What you need to do — Copy every line of the material below, shifting each point coordinate in the results by -106 and leaving all other text as it is. Leave the pictures out.

* * *

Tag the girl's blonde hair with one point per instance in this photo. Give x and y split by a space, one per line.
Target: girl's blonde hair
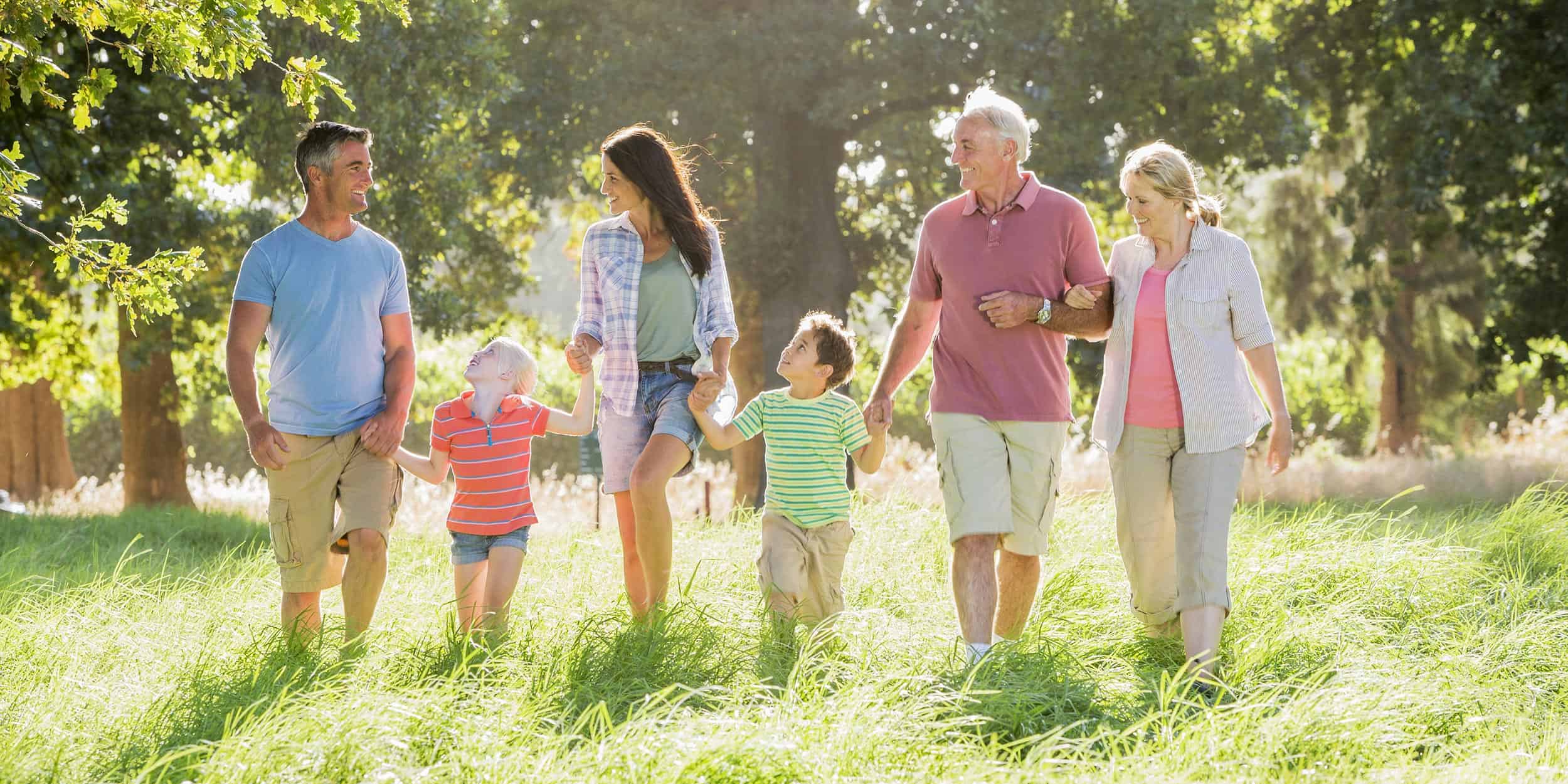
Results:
516 359
1175 176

* * *

Response to the task —
Tag the girl's blonde hair with one point per instance in this photo. Give x and y split by a space, one per line.
Target: girl's blonde hair
Results:
410 253
1069 70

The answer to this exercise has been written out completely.